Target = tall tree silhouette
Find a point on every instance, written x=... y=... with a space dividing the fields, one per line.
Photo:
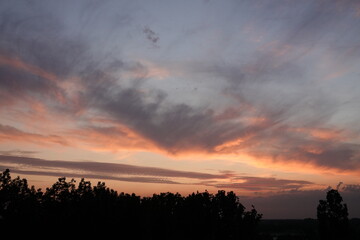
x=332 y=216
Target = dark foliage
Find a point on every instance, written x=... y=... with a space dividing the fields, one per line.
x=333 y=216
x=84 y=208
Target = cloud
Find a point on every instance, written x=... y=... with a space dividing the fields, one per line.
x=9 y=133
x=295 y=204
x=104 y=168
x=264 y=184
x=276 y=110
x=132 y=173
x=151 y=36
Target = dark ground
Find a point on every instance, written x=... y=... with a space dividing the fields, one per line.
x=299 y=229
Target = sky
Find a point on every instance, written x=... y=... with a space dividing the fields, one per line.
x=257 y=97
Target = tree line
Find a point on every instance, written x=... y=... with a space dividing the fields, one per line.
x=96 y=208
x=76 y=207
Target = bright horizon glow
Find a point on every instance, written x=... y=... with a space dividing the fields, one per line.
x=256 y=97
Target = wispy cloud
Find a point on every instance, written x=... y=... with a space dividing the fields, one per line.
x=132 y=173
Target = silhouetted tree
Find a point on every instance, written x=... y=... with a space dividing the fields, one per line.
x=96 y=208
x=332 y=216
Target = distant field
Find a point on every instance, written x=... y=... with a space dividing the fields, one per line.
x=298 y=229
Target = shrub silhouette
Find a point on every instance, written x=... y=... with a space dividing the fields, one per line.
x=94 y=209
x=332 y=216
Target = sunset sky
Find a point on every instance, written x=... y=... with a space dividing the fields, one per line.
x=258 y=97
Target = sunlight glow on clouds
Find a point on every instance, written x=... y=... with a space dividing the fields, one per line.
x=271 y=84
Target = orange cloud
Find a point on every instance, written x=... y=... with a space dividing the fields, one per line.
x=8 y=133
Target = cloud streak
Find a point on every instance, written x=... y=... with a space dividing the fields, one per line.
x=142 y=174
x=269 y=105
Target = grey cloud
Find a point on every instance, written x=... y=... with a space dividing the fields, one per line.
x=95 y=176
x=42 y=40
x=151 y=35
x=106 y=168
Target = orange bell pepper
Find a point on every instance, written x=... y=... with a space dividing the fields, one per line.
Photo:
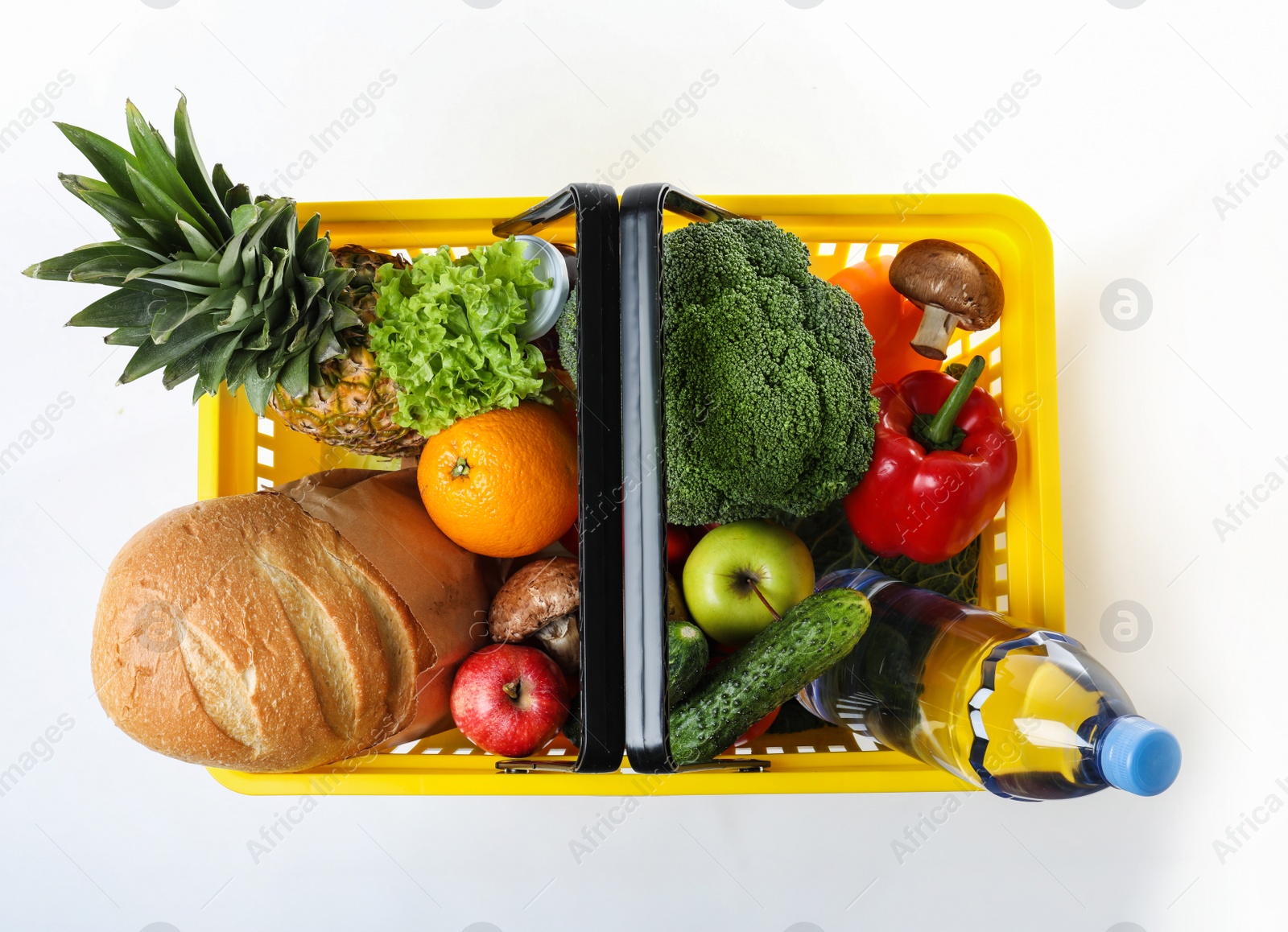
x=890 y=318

————

- [EXERCISE DIRECTIONS] From the line holding "Target = cloud streak" to the line holding "Target = grey cloud", inclusive, restate each line above exactly as written.

- [TASK OUTPUT]
Target = cloud streak
Find a point on every instance, written x=... y=... with a space dividing the fields, one per line.
x=142 y=174
x=269 y=105
Target = grey cloud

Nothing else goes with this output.